WHAT THE EXERCISE ASKS:
Select every line in the rows that contains the word "shirt" and copy those lines. Treat case as significant.

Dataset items
>> Start
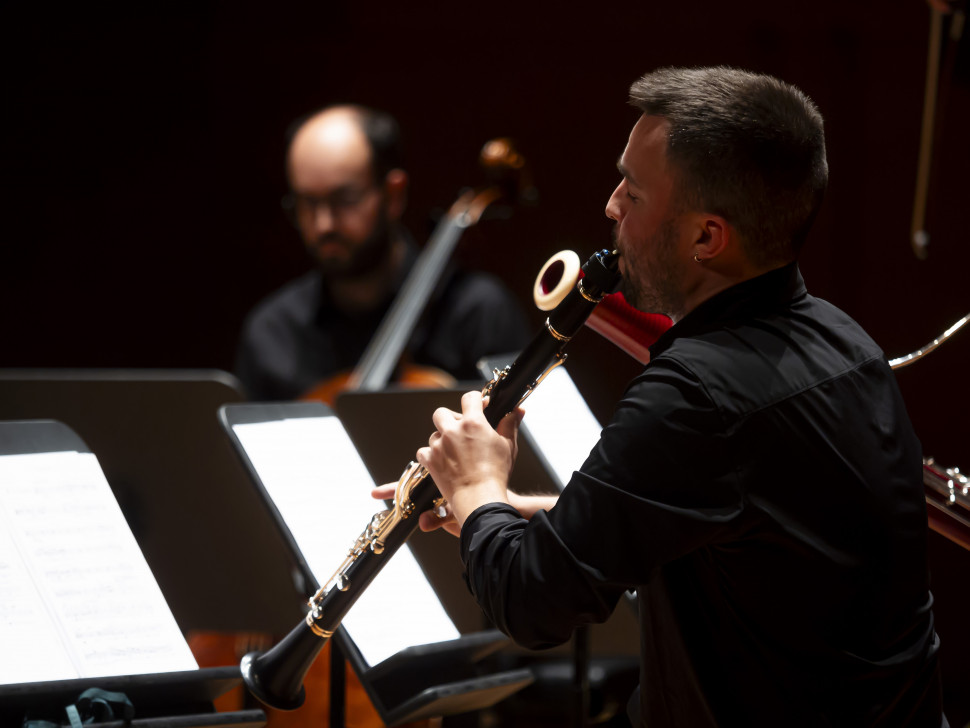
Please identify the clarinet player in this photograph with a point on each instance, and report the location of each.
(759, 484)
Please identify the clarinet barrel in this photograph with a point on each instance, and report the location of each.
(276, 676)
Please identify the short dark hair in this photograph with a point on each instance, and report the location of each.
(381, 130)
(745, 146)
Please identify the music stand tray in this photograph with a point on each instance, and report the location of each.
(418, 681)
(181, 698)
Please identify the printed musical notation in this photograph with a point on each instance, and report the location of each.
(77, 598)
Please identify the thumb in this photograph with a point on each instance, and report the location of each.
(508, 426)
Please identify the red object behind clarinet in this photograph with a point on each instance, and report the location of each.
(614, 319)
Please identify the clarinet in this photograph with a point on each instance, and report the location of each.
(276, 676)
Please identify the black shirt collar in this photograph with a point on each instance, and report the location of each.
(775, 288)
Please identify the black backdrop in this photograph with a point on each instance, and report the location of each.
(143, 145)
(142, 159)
>> End
>> Start
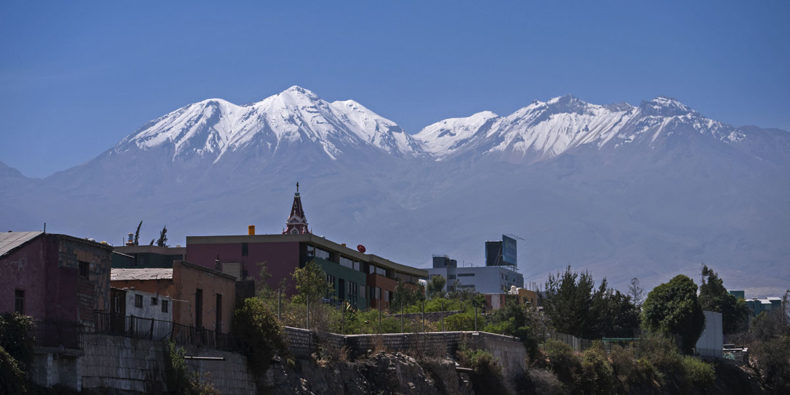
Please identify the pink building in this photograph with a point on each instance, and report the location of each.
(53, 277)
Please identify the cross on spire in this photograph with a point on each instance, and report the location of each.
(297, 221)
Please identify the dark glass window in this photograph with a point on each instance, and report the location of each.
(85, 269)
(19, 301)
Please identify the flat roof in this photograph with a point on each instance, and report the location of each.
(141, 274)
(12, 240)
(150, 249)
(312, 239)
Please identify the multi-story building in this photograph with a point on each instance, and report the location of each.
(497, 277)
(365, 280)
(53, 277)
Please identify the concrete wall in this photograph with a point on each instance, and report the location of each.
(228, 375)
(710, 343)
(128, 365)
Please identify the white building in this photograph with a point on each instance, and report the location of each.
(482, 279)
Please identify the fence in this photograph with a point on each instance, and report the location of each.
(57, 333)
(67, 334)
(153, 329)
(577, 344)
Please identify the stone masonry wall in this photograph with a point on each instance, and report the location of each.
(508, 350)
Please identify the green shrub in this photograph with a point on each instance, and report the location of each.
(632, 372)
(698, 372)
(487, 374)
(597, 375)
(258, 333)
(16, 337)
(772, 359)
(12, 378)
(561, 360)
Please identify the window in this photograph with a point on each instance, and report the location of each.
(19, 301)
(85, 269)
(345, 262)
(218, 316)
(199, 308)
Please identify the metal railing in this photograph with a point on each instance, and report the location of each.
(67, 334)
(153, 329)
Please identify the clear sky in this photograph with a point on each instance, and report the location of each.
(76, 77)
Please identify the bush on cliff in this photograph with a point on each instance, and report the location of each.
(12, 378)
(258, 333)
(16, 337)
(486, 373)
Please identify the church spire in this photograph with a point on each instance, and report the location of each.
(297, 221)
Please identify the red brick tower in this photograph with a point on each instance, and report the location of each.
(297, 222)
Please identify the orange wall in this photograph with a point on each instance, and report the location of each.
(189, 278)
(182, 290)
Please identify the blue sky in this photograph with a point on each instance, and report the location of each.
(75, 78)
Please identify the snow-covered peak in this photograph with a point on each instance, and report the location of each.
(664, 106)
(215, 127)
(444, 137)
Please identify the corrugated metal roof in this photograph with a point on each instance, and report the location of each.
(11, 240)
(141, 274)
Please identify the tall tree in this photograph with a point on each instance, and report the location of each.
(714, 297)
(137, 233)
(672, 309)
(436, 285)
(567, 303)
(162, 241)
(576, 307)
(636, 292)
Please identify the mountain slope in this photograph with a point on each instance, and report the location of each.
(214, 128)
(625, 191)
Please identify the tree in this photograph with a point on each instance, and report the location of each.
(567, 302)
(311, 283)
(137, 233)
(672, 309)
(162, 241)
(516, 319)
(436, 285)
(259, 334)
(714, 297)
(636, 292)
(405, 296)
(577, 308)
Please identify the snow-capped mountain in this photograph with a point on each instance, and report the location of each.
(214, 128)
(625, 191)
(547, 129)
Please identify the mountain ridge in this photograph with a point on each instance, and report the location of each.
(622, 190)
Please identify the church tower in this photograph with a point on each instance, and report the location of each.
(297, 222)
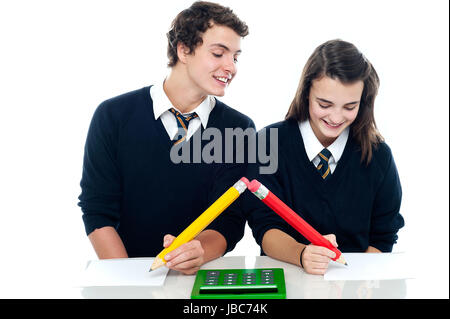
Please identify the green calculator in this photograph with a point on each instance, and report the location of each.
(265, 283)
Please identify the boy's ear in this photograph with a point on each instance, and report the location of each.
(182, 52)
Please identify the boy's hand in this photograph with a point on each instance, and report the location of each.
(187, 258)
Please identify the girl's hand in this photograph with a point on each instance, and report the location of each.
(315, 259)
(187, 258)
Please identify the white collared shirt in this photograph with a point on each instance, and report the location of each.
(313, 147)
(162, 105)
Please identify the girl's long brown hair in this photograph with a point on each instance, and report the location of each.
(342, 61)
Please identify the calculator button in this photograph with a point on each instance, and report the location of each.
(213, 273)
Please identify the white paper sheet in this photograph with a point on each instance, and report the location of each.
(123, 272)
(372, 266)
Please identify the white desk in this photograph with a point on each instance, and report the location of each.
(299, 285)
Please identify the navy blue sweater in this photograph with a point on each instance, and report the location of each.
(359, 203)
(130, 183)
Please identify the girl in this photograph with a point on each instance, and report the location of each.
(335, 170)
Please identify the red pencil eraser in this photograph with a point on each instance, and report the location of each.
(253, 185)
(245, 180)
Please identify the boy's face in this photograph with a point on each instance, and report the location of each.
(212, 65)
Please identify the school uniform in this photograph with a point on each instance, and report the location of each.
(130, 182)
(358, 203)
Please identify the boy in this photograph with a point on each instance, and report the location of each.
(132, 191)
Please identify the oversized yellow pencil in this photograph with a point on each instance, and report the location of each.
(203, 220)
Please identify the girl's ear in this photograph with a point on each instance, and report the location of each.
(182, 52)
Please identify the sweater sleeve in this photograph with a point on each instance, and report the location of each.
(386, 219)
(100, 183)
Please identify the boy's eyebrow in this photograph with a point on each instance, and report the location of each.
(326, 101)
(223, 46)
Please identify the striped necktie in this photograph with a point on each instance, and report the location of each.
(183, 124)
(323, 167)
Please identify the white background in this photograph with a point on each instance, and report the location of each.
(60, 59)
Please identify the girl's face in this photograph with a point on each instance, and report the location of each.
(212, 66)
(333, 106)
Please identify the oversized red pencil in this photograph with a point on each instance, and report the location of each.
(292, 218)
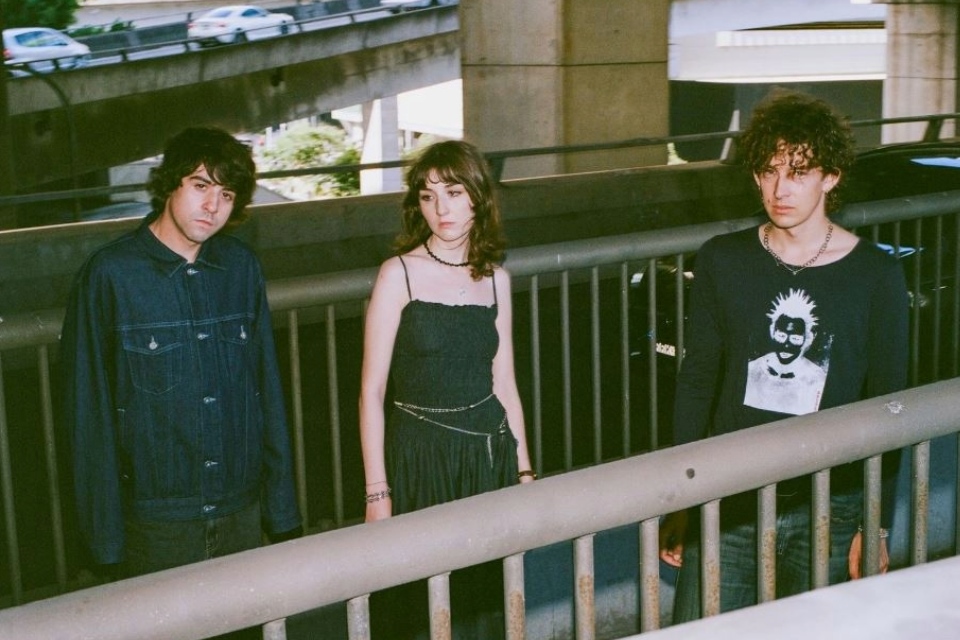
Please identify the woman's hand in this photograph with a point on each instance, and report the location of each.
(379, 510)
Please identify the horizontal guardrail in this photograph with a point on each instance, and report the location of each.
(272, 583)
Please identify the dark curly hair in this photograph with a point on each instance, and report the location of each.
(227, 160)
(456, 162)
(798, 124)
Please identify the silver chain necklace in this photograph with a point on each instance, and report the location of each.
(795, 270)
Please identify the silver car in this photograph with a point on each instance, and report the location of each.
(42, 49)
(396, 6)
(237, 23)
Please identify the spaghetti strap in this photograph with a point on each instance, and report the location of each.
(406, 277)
>> End
>> Start
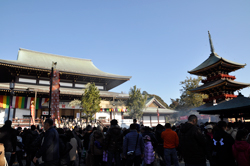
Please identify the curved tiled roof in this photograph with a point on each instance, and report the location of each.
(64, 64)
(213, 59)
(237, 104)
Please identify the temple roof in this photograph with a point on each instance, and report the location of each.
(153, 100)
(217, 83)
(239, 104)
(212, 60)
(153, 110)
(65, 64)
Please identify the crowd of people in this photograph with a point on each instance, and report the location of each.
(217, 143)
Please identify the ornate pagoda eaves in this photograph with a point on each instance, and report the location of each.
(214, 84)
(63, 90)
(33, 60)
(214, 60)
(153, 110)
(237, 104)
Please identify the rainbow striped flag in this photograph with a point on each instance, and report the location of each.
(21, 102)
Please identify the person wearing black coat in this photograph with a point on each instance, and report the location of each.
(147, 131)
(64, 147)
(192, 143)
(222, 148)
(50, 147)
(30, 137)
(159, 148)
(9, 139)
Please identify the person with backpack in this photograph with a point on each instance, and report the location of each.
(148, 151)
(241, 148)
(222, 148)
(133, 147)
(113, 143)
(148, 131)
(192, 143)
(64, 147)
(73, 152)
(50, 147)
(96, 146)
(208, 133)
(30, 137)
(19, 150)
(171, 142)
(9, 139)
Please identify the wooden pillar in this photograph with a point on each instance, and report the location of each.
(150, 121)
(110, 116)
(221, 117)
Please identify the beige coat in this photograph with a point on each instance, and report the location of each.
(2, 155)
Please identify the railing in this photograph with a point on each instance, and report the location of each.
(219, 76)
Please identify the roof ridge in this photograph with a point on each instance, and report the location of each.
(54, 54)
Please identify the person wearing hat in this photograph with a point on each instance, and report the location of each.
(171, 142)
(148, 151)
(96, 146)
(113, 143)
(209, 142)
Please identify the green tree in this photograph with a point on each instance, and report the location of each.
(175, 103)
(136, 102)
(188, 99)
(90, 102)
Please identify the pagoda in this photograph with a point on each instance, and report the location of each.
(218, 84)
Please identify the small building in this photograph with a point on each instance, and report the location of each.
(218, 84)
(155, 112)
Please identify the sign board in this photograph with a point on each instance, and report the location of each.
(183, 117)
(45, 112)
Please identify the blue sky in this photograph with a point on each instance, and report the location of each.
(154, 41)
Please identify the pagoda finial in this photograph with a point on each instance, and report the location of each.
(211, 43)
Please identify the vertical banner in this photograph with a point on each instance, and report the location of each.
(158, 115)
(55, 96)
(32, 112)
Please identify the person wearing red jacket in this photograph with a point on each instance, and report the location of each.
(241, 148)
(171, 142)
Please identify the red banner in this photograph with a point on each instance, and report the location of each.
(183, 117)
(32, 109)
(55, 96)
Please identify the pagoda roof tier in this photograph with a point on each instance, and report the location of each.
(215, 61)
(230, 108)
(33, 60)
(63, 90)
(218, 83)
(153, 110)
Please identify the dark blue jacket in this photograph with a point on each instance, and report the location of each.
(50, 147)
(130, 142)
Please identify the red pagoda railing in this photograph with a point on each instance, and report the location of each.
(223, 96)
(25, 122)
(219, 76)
>> End
THE SOLUTION:
Please identify the black shirt collar in this photograph with a point on each instance, and report the location of each.
Please identify the white collared shirt in this photograph with a point on each instance, and report the location of each.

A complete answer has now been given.